━━━ EXTRACT PROVIDED

Recognition of acceptor-stem structure of tRNAAsp by Escherichia coli aspartyl-tRNA synthetase

Protein–RNA recognition between aminoacyl-tRNA synthetases and tRNA is highly specific and essential for cell viability. We investigated the structure–function relationships involved in the interaction of the Escherichia coli tRNA Asp acceptor stem with aspartyl-tRNA synthetase. The goal was to isolate functionally active mutants and interpret them in terms of the crystal structure of the synthetase-tRNA Asp complex. Mutants were derived from Saccharomyces cerevisiae tRNA Asp , which is inactive with E. coli aspartyl-tRNA synthetase, allowing a genetic selection of active tRNAs in a tRNA Asp knockout strain of E. coli . The mutants were obtained by directed mutagenesis or library selections that targeted the acceptor stem of the yeast tRNA Asp gene. The mutants provide a rich source of tRNA Asp sequences, which show that the sequence of the acceptor stem can be extensively altered while allowing the tRNA to retain substantial aminoacylation and cell-growth functions. The predominance of tRNA backbone-mediated interactions observed between the synthetase and the acceptor stem of the tRNA in the crystal and the mutability of the acceptor stem suggest that many of the corresponding wild-type bases are replaceable by alternative sequences, so long as they preserve the initial backbone structure of the tRNA. Backbone interactions emerge as an important functional component of the tRNA-synthetase interaction.

━━━━━━

Please copy out, in full, each sentence of the abstract on tRNA Asp recognition that contains the phrase "acceptor stem". Leave out the title.

━━━ PROVIDED RECORDS

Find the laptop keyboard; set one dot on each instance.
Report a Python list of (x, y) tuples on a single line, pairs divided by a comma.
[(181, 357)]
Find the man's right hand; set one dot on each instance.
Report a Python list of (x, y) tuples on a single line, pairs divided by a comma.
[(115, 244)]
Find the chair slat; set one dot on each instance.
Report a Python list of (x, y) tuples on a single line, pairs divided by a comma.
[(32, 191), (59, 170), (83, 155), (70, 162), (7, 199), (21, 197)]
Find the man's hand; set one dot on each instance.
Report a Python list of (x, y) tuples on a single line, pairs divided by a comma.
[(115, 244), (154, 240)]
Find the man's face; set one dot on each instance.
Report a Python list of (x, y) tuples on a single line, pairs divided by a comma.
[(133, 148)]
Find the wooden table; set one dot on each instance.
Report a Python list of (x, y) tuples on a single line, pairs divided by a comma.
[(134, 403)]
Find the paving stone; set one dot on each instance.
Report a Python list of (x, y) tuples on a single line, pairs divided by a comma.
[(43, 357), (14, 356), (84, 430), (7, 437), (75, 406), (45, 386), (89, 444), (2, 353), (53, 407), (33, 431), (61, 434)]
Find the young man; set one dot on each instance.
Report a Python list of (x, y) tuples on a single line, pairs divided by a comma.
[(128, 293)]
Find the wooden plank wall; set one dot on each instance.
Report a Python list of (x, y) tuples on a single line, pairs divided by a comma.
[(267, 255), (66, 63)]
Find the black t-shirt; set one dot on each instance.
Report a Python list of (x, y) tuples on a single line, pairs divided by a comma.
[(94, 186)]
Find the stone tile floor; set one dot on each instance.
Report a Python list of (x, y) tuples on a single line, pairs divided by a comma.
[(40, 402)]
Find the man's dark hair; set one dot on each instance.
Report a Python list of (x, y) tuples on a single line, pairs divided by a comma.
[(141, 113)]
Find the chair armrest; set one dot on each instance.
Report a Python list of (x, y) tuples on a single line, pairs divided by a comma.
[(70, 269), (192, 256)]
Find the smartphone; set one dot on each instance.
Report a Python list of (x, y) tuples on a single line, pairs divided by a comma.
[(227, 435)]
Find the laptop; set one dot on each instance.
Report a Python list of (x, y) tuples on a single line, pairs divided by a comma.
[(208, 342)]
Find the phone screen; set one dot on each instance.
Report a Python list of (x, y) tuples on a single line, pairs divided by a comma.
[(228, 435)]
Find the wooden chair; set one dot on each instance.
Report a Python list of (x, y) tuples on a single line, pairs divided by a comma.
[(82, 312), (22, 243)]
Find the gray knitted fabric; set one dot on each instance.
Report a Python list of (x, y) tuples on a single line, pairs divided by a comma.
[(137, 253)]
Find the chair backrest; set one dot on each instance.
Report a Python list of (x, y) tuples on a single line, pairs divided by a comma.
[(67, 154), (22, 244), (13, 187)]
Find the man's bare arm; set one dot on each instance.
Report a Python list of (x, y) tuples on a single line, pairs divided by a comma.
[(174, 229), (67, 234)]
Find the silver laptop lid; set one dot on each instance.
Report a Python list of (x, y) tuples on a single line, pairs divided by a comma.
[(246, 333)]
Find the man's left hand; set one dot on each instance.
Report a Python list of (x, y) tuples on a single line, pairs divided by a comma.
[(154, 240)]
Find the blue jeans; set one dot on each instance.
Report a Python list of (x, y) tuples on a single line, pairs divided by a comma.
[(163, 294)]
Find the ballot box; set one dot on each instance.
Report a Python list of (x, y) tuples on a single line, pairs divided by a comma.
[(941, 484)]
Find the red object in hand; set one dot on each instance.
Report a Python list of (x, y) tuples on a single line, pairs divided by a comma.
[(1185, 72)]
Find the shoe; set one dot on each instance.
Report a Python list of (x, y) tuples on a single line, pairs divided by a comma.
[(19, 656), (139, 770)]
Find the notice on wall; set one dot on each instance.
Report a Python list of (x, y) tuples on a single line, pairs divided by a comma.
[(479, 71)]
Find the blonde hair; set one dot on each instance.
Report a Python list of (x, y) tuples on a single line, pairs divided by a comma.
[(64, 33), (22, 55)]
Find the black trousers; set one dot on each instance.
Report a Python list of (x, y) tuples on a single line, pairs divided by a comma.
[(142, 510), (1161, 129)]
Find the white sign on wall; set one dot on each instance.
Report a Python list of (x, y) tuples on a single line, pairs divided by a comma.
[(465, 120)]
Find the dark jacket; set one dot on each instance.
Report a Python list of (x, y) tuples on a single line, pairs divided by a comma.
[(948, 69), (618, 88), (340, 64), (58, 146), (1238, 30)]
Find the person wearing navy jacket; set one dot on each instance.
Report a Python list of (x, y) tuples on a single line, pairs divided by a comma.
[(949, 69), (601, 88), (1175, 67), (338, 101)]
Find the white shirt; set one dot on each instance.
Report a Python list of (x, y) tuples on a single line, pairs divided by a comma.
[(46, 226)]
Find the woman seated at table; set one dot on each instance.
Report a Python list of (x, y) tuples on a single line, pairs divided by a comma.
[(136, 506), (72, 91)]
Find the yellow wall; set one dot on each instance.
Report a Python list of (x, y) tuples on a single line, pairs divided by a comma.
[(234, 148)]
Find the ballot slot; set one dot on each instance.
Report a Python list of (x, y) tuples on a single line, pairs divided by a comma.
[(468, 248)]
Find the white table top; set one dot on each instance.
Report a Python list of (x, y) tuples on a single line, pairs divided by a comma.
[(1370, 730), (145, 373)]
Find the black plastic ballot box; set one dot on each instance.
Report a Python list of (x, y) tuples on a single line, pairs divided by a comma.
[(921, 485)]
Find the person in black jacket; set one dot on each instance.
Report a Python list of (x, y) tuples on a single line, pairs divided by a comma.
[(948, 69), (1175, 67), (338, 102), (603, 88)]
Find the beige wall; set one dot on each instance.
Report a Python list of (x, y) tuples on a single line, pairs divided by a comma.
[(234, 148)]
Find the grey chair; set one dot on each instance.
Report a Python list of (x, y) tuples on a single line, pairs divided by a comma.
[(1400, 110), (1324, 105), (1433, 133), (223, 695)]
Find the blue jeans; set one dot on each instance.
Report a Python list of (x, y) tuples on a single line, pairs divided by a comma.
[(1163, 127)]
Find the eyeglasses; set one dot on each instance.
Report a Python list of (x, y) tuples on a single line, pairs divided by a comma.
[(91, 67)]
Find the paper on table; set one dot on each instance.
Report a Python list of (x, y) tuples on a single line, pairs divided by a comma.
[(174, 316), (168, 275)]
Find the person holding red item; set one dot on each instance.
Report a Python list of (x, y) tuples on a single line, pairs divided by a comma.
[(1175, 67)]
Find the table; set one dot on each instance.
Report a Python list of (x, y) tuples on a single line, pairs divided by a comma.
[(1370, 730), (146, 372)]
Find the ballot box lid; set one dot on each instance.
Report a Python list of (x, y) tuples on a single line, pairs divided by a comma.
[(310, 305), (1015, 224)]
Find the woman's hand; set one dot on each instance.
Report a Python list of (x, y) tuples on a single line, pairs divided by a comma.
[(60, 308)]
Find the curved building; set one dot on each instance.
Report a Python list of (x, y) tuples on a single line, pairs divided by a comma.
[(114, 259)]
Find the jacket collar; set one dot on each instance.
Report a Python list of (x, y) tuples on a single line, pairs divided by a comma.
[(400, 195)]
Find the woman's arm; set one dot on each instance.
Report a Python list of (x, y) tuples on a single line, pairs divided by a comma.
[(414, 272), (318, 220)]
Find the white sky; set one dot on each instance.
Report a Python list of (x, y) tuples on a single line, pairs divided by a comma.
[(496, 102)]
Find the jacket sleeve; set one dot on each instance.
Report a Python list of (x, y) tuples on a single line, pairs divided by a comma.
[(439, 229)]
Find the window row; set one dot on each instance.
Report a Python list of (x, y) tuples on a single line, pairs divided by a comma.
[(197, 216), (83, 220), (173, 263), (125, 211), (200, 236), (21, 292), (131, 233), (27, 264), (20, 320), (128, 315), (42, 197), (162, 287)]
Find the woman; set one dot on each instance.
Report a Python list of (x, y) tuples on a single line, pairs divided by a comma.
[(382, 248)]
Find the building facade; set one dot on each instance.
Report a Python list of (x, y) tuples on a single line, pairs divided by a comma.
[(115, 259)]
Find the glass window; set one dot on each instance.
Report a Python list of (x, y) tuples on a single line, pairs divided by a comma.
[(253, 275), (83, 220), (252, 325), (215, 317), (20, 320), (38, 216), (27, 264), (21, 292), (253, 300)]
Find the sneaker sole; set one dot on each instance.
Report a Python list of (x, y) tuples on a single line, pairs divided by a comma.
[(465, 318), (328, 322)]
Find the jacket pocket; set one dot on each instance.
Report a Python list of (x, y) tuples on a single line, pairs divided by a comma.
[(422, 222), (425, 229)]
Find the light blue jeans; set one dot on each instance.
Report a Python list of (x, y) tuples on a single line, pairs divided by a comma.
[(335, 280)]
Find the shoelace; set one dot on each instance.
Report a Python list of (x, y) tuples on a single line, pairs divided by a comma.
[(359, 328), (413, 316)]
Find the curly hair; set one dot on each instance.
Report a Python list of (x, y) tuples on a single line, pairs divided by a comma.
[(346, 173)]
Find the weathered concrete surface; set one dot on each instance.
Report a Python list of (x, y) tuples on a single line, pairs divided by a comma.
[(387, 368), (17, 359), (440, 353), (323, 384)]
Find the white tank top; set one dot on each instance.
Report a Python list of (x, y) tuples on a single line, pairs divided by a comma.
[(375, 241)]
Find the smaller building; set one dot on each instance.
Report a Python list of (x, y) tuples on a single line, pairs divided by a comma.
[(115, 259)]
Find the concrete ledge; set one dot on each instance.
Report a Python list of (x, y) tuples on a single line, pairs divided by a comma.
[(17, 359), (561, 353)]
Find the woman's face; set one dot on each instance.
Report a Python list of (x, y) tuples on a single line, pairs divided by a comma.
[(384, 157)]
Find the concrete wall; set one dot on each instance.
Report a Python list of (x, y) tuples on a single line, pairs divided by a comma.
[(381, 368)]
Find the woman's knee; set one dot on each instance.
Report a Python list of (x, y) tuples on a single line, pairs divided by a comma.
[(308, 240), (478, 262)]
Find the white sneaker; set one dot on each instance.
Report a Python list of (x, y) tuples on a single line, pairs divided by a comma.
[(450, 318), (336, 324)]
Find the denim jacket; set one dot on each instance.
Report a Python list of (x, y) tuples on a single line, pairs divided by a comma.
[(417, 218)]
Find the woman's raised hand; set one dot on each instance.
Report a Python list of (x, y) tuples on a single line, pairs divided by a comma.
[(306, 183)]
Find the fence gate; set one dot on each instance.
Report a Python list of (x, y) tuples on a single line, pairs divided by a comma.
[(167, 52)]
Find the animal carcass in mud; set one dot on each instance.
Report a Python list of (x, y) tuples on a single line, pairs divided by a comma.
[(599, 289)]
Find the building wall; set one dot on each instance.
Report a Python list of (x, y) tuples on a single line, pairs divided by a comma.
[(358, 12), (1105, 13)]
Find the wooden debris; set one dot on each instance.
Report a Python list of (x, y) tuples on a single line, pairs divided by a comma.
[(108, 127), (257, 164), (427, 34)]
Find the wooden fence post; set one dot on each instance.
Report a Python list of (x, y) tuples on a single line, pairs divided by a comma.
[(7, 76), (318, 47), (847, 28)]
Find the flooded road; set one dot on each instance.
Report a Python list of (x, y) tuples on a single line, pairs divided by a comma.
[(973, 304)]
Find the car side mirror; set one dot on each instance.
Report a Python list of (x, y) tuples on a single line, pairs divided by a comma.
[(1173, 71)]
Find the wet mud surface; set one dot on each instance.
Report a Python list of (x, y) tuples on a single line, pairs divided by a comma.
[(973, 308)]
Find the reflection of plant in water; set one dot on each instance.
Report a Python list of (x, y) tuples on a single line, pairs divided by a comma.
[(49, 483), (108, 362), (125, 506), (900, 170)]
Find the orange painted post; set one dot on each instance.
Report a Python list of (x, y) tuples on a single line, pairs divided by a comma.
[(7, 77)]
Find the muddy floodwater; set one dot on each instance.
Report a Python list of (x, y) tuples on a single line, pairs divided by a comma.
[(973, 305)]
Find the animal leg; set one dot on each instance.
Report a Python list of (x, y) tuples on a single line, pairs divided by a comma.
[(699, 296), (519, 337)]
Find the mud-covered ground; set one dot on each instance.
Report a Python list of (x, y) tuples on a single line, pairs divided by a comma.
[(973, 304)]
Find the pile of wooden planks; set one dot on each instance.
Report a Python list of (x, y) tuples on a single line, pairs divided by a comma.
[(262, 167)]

━━━━━━

SOLUTION ->
- We investigated the structure–function relationships involved in the interaction of the Escherichia coli tRNA Asp acceptor stem with aspartyl-tRNA synthetase.
- The mutants were obtained by directed mutagenesis or library selections that targeted the acceptor stem of the yeast tRNA Asp gene.
- The mutants provide a rich source of tRNA Asp sequences, which show that the sequence of the acceptor stem can be extensively altered while allowing the tRNA to retain substantial aminoacylation and cell-growth functions.
- The predominance of tRNA backbone-mediated interactions observed between the synthetase and the acceptor stem of the tRNA in the crystal and the mutability of the acceptor stem suggest that many of the corresponding wild-type bases are replaceable by alternative sequences, so long as they preserve the initial backbone structure of the tRNA.